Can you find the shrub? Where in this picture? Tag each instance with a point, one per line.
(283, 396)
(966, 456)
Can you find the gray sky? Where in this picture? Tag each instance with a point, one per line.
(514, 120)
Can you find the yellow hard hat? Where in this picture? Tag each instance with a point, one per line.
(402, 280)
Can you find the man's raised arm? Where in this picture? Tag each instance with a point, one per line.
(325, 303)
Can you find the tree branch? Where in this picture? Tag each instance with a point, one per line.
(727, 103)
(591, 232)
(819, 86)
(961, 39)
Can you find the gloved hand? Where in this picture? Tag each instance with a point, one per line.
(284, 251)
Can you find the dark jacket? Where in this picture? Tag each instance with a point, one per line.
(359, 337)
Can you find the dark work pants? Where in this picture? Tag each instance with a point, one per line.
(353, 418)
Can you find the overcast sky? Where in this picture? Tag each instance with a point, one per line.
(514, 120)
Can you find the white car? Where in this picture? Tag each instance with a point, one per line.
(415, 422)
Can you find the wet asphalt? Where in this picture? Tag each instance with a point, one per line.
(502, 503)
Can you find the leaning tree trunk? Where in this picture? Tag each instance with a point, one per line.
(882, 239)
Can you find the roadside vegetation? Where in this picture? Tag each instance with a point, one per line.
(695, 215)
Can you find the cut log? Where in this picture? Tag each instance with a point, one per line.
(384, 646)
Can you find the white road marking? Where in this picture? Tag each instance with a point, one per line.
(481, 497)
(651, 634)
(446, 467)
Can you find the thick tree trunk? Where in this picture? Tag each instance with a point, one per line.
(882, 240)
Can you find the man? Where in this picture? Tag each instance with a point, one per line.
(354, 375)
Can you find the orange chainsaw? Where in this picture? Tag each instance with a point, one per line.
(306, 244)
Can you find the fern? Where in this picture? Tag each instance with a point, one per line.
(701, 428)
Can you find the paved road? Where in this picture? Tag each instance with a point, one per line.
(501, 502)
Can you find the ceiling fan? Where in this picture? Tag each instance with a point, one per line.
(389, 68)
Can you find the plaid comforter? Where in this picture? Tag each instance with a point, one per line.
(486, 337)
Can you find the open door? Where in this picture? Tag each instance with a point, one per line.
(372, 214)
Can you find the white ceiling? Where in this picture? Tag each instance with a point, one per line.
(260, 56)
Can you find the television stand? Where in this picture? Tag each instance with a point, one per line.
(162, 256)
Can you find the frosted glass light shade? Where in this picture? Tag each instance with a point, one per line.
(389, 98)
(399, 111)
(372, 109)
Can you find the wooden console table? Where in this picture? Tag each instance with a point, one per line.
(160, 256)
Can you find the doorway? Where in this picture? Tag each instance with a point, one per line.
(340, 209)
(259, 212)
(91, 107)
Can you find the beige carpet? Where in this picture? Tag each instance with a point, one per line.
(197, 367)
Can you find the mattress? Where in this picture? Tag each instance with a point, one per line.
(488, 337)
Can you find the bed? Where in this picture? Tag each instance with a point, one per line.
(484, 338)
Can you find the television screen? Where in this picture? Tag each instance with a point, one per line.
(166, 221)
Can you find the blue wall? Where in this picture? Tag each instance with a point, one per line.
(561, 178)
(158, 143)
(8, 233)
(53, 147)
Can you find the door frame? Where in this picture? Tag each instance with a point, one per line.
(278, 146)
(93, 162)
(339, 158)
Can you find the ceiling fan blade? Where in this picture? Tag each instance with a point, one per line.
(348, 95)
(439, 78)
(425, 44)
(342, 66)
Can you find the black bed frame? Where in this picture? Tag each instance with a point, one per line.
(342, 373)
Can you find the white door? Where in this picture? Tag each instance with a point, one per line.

########################################

## What you need to do
Restate the whole of the material exactly.

## Solution to this exercise
Can you find the shrub? Where in this picture? Tag each instance with a point, one per line.
(283, 396)
(966, 456)
Can you find the gray sky? Where in this picture? Tag each instance with a point, one per line.
(514, 120)
Can you find the yellow hard hat? Where in this picture? Tag each instance with a point, one per line.
(402, 280)
Can you find the man's raised arm? Where in this picture? Tag each instance with a point, one per line.
(325, 303)
Can you find the tree branch? Where in this picture? Tag each instance with a point, one per line.
(727, 103)
(591, 232)
(819, 86)
(961, 39)
Can you find the gloved hand? Where in this picture? Tag each instance with a point, one per line.
(284, 251)
Can you find the dark jacket? Where in this picture? Tag each instance with a point, one per line.
(359, 337)
Can you find the dark work pants? Where in this picture? Tag each instance with a point, one per line.
(353, 418)
Can you find the overcast sky? Where in this picture? Tag each instance with a point, one per line.
(514, 120)
Can you find the white car? Where in this picture? Tag each instance with a point, one per line.
(415, 422)
Can you find the wet asphalt? Where in this picture? Tag each instance with a point, one per line.
(502, 503)
Can you find the leaning tree trunk? Where in this picture? Tag each instance with a point, one per line.
(882, 239)
Can you find the roadside vegetation? Where in this picture? Tag each instance with a point, one per line.
(695, 215)
Can you find the cut log? Where in this picture? Tag each instance with a point, one per line.
(384, 646)
Can you find the white road marking? Where in this picture? Tag each instance with a point, one per line.
(481, 497)
(651, 634)
(446, 467)
Can you find the thick tree trunk? Where in this picture? Tag each instance with a point, one per line.
(882, 240)
Can you find the man? Where in this picture? Tag each instance with a point, one per line.
(354, 375)
Can you find the orange chainsaw? Where in this picture? Tag each instance with a point, one per line.
(306, 244)
Can you find the fern? Where in this picture? Tag each instance with a point, one per line.
(701, 428)
Can you find the paved road? Where in this picture? Tag each instance with a point, one per line.
(501, 502)
Can you find the ceiling fan? Where in this picture? Tag each instance with a point, one per line.
(389, 68)
Can you find the plaid comforter? Where in this picture? Tag each instance with a point, one per line.
(486, 337)
Can you find the open door? Where in this picture? Tag each instance with a point, one per line.
(372, 214)
Can you find the white ceiling? Where in this picture? Tag each instance with a point, one per line.
(260, 56)
Can you find the television stand? Where in this picture? Tag each instance with a point, one per line.
(162, 256)
Can you find the frosted glass light shade? Where in this picture? Tag each instance with a point, one per line.
(389, 98)
(399, 111)
(372, 109)
Can you find the wooden console table? Where in this picture? Tag each instance with a point, one per line.
(160, 256)
Can you find the doorway? Where in this picture? Tag each instance with a point, one per line.
(340, 209)
(259, 212)
(91, 107)
Can you find the beige carpet? Where in this picture? Tag each instance with a point, one per line.
(197, 367)
Can you find the mattress? Where in this picture? Tag each instance with a point, one per line.
(488, 337)
Can you find the bed? Where in this picture? Tag each instance with a point, one per line.
(484, 338)
Can you find the television screen? Where in this picture? Tag each instance with a point, one per line.
(166, 221)
Can you find the blue wall? Where in this picture? Tag each instance with a point, one per line.
(561, 178)
(158, 143)
(8, 233)
(53, 147)
Can you find the door frame? Where in this picture? Tag each instance with a point, one per line.
(278, 146)
(93, 162)
(339, 158)
Can you find the ceiling fan blade? Where in this picture? Tag each instance with a point, one per line.
(348, 95)
(439, 78)
(425, 44)
(342, 66)
Can you find the black bed frame? Where in this picture? Tag each instance with a point, one per line.
(342, 373)
Can you find the white door? Where in this picture? Tag each instance with a point, one per line.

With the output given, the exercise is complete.